Clustering / Hierarchical

Description

Hierarchical clustering creates a dendrogram describing the relationships between genes or chips in a selected genelist. Clustering consists of two separate steps. First, all pairwise distances between objects (genes or chips) are calculated. The dendrogram is then drawn using these distances by a selected method. The maximum number of genes/samples to be clustered is 20 000.

Parameters

What to cluster (genes, chips) [genes]
Distance method (euclidian, manhattan, pearson, spearman) [euclidian]
Tree method (single, average, complete, ward) [average]
Resampling method (none, permutation-topodist, bootstrap) [none]
Number of replications (1-10000) [1000]
Image width (200-3200) [600]
Image height (200-3200) [600]

Details

User can select from four different distance methods:

Euclidean distance

This is an absolute distance between two gene expression profiles or chips. Euclidean distances between objects, such as dots on a paper could be measured with a ruler.

Manhattan distance

A distance between gene expression profiles or chips measured at right angles.

Pearson correlation

Distance using Pearson correlation is calculated as 1-correlation coefficient.

Spearman correlation

Distance using Spearman correlation is calculated as 1-correlation coefficient.

It is also possible to modify the dendrogram drawing method. Four possible options are:

Single linkage

A distance between clusters in the tree is calculated using the shortest distance between them.

Average linkage (UPGMA)

A distance between clusters in the tree is calculated using average distance between them.

Complete linkage

A distance between clusters in the tree is calculated using the longest distance between them.

Ward

At every step of clustering two clusters that result into a minimal loss of information are combined. Information loss is measured using error sum-of-squares criterion.

● DATA EXTRACT
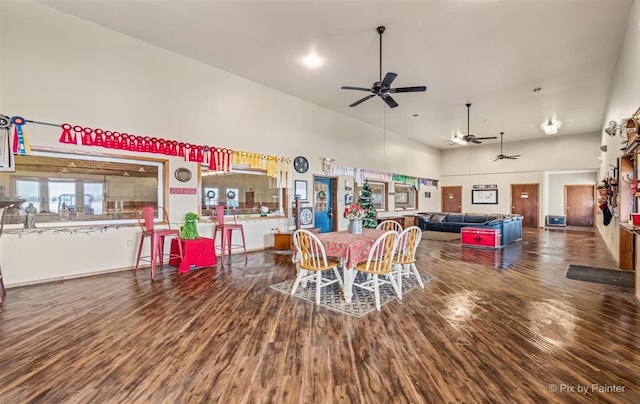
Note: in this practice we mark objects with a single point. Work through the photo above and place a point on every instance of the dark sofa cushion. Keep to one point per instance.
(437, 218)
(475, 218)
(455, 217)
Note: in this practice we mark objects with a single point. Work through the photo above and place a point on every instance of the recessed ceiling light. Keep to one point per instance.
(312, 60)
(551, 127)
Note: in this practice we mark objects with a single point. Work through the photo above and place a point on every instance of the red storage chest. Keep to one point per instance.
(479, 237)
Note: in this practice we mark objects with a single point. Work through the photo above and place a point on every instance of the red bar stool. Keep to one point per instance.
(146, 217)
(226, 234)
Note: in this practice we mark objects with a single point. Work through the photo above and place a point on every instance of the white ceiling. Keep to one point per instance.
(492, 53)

* * *

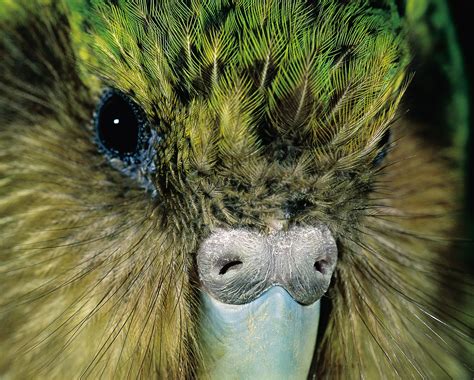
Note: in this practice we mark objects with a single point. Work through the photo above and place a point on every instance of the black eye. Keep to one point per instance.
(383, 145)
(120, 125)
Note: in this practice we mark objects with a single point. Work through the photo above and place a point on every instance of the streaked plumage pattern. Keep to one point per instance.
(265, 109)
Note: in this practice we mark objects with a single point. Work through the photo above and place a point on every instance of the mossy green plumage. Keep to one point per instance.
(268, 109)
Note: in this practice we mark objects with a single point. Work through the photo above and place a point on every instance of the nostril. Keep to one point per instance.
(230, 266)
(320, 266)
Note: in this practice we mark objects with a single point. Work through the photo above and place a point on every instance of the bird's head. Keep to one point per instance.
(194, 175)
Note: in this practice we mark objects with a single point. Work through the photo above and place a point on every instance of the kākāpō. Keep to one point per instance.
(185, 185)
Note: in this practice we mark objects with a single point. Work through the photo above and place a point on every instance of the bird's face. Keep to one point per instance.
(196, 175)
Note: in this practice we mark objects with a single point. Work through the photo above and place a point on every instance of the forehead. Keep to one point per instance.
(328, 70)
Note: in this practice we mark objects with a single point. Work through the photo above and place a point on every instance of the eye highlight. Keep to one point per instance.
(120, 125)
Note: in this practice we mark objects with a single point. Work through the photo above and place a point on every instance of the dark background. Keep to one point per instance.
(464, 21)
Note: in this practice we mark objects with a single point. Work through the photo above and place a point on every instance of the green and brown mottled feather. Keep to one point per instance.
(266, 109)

● ACTIVITY LIST
A. Return the passage of the hierarchical clustering text that opens with the words containing "Distance using Spearman" and closes with "Average linkage (UPGMA)".
B. Decide whether each statement agrees with the hierarchical clustering text. Answer yes or no for each, and quote the deciding words. (i) At most 20 000 genes or samples can be clustered. (ii) Single linkage is the default tree method. (iii) Complete linkage measures the distance between clusters by the shortest distance between them.
C. Extend the hierarchical clustering text beyond its final sentence.
The material is separate from the hierarchical clustering text.

● ANSWERS BY ITEM
A.
Distance using Spearman correlation is calculated as 1-correlation coefficient.

It is also possible to modify the dendrogram drawing method. Four possible options are:

Single linkage

A distance between clusters in the tree is calculated using the shortest distance between them.

Average linkage (UPGMA)

B.
(i) Yes: "The maximum number of genes/samples to be clustered is 20 000."
(ii) No: "Tree method (single, average, complete, ward) [average]"
(iii) No: "A distance between clusters in the tree is calculated using the longest distance between them."

C.
The results of the hierarchical clustering can be checked using bootstrapping testing. Bootstrapping creates a user specified number of pseudodatasets from the original one. In the pseudodatasets, each row or column (depending on whether genes or chips were clustered), can be present zero, one or several times. Every bootstrapped dataset is then converted into a dendrogram. Say, if 100 bootstrap samples were used, 100 trees are produced. A majority rule consensus is then created from these trees, and the results are displayed for the user. In the majority rule consensus tree every node in the tree is labeled with a number. This number represents the number of trees where that node was present. The higher the number the better. Note that bootstrapping can only be done using Euclidian distance or Pearson correlation. Bootstrap resampling on datasets larger than 1000 genes is not possible due to computing time limitations. Please note that you can run hierarchical clustering on datasets including up to 20000 genes, provided the resampling option is turned off.

Output

A file with information on how to draw the tree. This file can be visualised using the interactive "Hierarchical clustering" visualisation. Please note that you can select genes in this visualisation by drawing a box in the heatmap area. Clicking on the tab "Selected" allows you to create a new data set based on your selection.

References

This tools uses R packages ape and amap. The citation for ape is:

Paradis E., Claude J. & Strimmer K. 2004. APE: analyses of phylogenetics and evolution in R language. Bioinformatics 20: 289–290. PDF [37 KB].